> Try it: Would you give all of the records again, exactly as they read?

> Data under study:
——

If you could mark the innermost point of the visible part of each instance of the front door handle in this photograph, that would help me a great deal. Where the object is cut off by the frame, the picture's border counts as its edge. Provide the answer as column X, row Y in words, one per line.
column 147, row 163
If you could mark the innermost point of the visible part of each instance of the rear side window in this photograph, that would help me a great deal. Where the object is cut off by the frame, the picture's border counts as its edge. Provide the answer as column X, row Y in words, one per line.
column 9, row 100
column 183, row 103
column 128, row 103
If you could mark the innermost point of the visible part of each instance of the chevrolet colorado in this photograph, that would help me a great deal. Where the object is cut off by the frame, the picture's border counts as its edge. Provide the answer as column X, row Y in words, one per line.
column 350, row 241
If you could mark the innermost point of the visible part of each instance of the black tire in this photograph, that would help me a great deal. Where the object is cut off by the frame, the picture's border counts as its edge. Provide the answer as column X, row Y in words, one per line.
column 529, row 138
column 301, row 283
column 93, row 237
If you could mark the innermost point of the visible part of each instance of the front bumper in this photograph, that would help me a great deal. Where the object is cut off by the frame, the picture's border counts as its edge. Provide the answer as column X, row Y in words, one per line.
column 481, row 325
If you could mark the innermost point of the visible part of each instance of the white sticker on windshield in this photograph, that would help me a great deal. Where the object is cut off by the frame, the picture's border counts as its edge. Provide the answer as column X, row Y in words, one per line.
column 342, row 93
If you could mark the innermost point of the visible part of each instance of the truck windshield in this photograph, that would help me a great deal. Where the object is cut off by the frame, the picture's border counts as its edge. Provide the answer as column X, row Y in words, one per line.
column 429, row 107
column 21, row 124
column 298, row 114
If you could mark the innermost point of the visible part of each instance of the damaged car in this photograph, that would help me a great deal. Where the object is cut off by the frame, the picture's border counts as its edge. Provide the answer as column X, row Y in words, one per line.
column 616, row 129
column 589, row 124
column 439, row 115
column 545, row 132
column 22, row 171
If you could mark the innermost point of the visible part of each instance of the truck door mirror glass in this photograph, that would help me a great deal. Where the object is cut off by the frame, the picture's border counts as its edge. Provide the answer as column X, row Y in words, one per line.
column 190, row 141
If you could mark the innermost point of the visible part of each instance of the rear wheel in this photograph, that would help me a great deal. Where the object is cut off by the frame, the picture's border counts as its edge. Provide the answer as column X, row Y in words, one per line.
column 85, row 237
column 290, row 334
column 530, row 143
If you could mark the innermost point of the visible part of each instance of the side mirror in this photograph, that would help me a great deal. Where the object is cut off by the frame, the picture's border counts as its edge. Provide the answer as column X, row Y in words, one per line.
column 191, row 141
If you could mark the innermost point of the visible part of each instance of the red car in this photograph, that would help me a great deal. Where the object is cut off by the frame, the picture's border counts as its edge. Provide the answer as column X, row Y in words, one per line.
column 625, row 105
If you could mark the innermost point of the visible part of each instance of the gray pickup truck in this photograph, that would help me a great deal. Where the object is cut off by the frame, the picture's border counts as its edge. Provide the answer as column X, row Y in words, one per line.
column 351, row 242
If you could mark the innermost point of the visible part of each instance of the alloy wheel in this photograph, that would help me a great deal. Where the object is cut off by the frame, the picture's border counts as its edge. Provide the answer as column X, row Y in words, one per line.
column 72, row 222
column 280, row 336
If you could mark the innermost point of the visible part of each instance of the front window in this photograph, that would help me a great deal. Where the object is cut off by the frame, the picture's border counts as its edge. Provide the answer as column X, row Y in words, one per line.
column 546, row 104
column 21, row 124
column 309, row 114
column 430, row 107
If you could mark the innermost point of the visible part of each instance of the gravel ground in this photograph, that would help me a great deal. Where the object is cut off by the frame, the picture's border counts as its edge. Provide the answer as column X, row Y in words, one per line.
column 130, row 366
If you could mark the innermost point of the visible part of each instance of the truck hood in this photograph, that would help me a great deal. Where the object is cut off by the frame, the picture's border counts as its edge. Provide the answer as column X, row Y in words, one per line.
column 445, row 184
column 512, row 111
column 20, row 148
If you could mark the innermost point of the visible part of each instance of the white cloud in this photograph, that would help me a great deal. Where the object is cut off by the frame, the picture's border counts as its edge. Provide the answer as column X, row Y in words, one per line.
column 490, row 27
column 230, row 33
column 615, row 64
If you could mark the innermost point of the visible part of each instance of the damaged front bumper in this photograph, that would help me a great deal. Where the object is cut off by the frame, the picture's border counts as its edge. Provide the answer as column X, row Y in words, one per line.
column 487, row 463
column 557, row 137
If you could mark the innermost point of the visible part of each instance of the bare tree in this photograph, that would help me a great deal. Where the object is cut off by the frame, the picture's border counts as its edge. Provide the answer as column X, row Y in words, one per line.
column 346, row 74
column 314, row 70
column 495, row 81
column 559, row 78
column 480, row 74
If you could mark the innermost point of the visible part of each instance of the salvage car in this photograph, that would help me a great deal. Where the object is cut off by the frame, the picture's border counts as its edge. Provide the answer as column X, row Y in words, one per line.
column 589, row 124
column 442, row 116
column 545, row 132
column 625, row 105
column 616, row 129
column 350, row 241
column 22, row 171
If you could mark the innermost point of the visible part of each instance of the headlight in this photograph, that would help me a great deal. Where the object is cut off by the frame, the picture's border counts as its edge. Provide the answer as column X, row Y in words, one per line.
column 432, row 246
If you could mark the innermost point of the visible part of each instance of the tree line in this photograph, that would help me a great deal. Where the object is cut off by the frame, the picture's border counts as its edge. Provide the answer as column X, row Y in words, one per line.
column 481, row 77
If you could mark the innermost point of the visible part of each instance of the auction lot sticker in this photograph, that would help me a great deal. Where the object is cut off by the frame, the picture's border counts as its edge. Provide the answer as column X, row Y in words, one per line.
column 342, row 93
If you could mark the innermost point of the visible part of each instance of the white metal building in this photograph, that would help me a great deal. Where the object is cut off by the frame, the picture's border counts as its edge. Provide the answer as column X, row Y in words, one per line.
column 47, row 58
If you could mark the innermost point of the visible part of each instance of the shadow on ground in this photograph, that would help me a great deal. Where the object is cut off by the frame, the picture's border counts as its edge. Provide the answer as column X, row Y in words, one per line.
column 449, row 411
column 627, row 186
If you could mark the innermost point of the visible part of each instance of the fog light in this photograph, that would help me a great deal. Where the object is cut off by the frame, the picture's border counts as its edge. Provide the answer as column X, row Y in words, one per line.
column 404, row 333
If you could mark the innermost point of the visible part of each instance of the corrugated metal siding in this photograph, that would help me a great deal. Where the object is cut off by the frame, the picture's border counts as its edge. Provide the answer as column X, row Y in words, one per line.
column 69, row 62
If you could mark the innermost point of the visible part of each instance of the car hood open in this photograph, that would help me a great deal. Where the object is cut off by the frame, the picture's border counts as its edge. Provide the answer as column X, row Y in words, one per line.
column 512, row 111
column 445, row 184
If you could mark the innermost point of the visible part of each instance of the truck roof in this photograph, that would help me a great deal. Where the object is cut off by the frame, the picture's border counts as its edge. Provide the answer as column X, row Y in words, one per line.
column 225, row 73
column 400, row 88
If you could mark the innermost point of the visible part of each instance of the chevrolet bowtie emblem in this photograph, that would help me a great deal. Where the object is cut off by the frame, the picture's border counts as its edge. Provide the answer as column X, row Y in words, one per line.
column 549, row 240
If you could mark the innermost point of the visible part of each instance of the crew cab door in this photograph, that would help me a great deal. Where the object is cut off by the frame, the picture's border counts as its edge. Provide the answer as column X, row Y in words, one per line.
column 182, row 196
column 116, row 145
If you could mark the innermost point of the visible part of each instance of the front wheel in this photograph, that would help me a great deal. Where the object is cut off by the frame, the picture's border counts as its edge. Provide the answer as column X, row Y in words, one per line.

——

> Output:
If you could mark the innermost point of the visible part of each instance of the front door handle in this photograph, that would help me a great deal. Where the object is cut off by the frame, the picture's border counts as its edge. Provide the answer as column X, row Y in words, one per line.
column 147, row 163
If you could mark the innermost point of the visible part of each instance of the rear side window in this photograph, that would help me a great deal. Where the object is cut off by the frame, the picture's border counts as its edge. Provide the answer as column X, row Y in words, one per line.
column 9, row 100
column 183, row 103
column 128, row 103
If you could mark the innermost point of the visible part of each instance of the chevrolet colorado in this photograph, that would help me a great deal. Where the object is cut off by the frame, the picture's border counts as its edge. Provide the answer as column X, row Y in words, one per line.
column 350, row 241
If you could mark the innermost point of the visible part of each instance of the black tire in this photograph, that would help me a great deal. Where the object is cut off by the frame, the picture's border counts as its edge. Provide the answer as column X, row Y in words, one per line.
column 529, row 138
column 301, row 283
column 93, row 237
If you could mark the innermost point of the visible part of each instance of the front bumper in this photograph, that would help me a great deal. Where the object is cut off by the frame, the picture's border counts as its edge. Provide the answer as column X, row Y in words, one per line.
column 481, row 325
If you could mark the innermost point of the visible part of each instance of the white sticker on windshield in this photograph, that would help me a great deal. Where the object is cut off by the frame, the picture's border counts as its edge. Provide the answer as column X, row Y in words, one per line.
column 342, row 93
If you could mark the innermost point of the visible part of each instance of the truck windshield in this photograph, that would help me a great deal. Where the object is cut off by the frame, the picture's border counts as its edge. Provide the answer as column X, row Y in words, one per line.
column 429, row 107
column 21, row 124
column 298, row 114
If you could mark the innermost point of the visible part of each instance of the damaged car in this photograph, that would help me a great deal. Where the object is cut off by the frame, the picture's border counts as its edge. Provide the answer as column X, row Y in words, one per line.
column 616, row 129
column 589, row 124
column 439, row 115
column 545, row 132
column 22, row 171
If you could mark the innermost point of the visible part of each instance of the truck door mirror glass in this photograph, that would help me a great deal. Where the object is cut off by the frame, the picture's border counts as its edge. Provide the answer as column X, row Y in words, one per line.
column 190, row 141
If you could mark the innermost point of the visible part of each instance of the rear wheel in this photograph, that would help me a great deal. Where the object is cut off by the frame, the picture's border counts as its edge. Provide the answer as column X, row Y in words, one per line.
column 85, row 237
column 290, row 334
column 530, row 143
If you could mark the innermost point of the visible part of each instance of the side mirror in this photograph, that would help me a great deal. Where the object is cut off by the frame, the picture's border counts as its edge. Provide the answer as column X, row Y in words, one per line.
column 191, row 141
If you could mark the innermost point of the visible part of each instance of the red car in this photograph, that would help me a great deal. Where the object is cut off by the frame, the picture's border counts as its edge. Provide the answer as column X, row Y in words, one per line.
column 625, row 105
If you could mark the innermost point of the visible part of each instance of the gray pickup truck in this photograph, that would help me a great deal. Where the object is cut off by the frame, the picture's border counts as its edge. Provide the answer as column X, row Y in words, one per line.
column 351, row 242
If you could mark the innermost point of the visible part of each instance of the alloy wheel in this photograph, that would help me a great deal. Where the object is cut off by the frame, the picture's border counts as its edge. Provide the answer as column X, row Y in words, one per line.
column 72, row 222
column 280, row 336
If you could mark the innermost point of the visible part of each instance of the front window in this photograph, that would help me a great deal. Where the object is cut off by the frame, the picture's border counts as its edge. Provide the answer as column X, row Y in words, one per line.
column 546, row 104
column 21, row 124
column 309, row 114
column 430, row 107
If you could mark the innermost point of the visible part of each instance of the gravel ground in this photograph, that would help me a great deal. Where the object is cut off by the frame, the picture's border counts as its edge. Provide the answer as column X, row Y in words, one per line.
column 130, row 366
If you could mark the innermost point of the visible part of each instance of the truck hood in this photograph, that would help me a great deal. Where the object is cut off by the frame, the picture's border counts as its edge. Provide the answer as column X, row Y in words, one per line.
column 445, row 184
column 512, row 111
column 20, row 148
If you could mark the innermost point of the visible part of each instance of the white cloud in this photograph, that would help me a great deal. Where the object is cut off by the frame, the picture's border counts as its edge. Provide the answer as column X, row Y in words, one per line.
column 490, row 27
column 230, row 33
column 615, row 64
If you could mark the innermost point of the visible part of each instance of the damaged front bumper in this photograph, that would help me a great deal. Where the object is cut off by the frame, the picture's border counts as its edge. Provide the answer as column X, row Y in words, one per line.
column 487, row 463
column 557, row 137
If you could mark the innermost point of the visible part of each instance of the bare tree in this photograph, that would help me a great deal. Where the object is cut off by the frame, the picture's border counts as its edge. Provide the answer as column X, row Y in words, one per line.
column 346, row 74
column 314, row 70
column 495, row 81
column 559, row 78
column 480, row 74
If you could mark the innermost point of the visible part of each instance of the salvage car in this photograph, that would help me a great deal. Where the object is cut off by the frame, the picture's border counts as its edge. Provide the answer as column X, row Y in words, one per line.
column 589, row 124
column 442, row 116
column 545, row 132
column 625, row 105
column 616, row 129
column 350, row 241
column 22, row 171
If you could mark the innermost point of the visible part of each instance of the headlight in this photograph, that would help me a great deal. Where the object is cut off by the frame, the picture's border counts as its edge. Provide the answer as column X, row Y in words, one per line.
column 432, row 246
If you could mark the innermost point of the visible part of each instance of the tree line in this photograph, that would help me a great deal. Where the object is cut off by the frame, the picture's border counts as its edge. Provide the answer as column X, row Y in words, one per line.
column 481, row 77
If you could mark the innermost point of the visible part of each instance of the auction lot sticker in this photograph, that would help me a great deal. Where the object is cut off by the frame, the picture's border counts as its edge. Provide the answer as column X, row Y in words, one per line.
column 342, row 93
If you could mark the innermost point of the visible part of each instance of the white metal building in this photograph, that would help me a great deal. Where the object is cut off by the frame, the picture's border counts as its edge. Provide the answer as column X, row Y in words, one per line.
column 47, row 58
If you could mark the innermost point of the visible part of each instance of the shadow on ground in this photograph, that would help me a great deal. Where the object is cut off by the frame, the picture's border counts as its edge. Provide the answer as column X, row Y in words, one per line.
column 449, row 411
column 627, row 186
If you could mark the innermost point of the visible part of each instance of the fog light in this photograph, that would help me a great deal. Where the object is cut off by the frame, the picture's border counts as its edge. Provide the answer as column X, row Y in words, one per line.
column 404, row 333
If you could mark the innermost point of the visible part of each instance of the corrugated metal siding in this photograph, that would help me a great deal. Where the object is cut off by the frame, the picture's border counts as its edge. Provide the answer as column X, row Y in words, one per line.
column 69, row 62
If you could mark the innermost point of the visible part of each instance of the car hood open in this photograph, that would help me a great deal. Where the object is cut off by the frame, the picture's border counts as its edge. Provide the answer as column X, row Y in words, one per line.
column 512, row 111
column 445, row 184
If you could mark the innermost point of the visible part of each instance of the truck roof in this photograph, that would help me a great deal. Where the object is cut off by the frame, the picture's border counts as its edge. Provide the answer as column X, row Y in words, one per line.
column 225, row 73
column 400, row 88
If you could mark the innermost point of the visible part of each instance of the chevrolet bowtie emblem in this photograph, that would help me a great deal. Where the object is cut off by the frame, the picture's border counts as its edge. Provide the answer as column X, row Y in words, one per line.
column 549, row 240
If you could mark the innermost point of the visible part of each instance of the crew cab door in this photograph, that would help me a great deal. Where the object is cut off by the frame, the picture's border counts as its edge. Provide the answer as column X, row Y in words, one per line.
column 182, row 196
column 116, row 145
If you could mark the innermost point of the visible part of each instance of the front wheel in this photograph, that would help me a great deal. Where the object is cut off by the frame, the picture's border counts as its edge. Provide the answer as column X, row Y in words, one per line.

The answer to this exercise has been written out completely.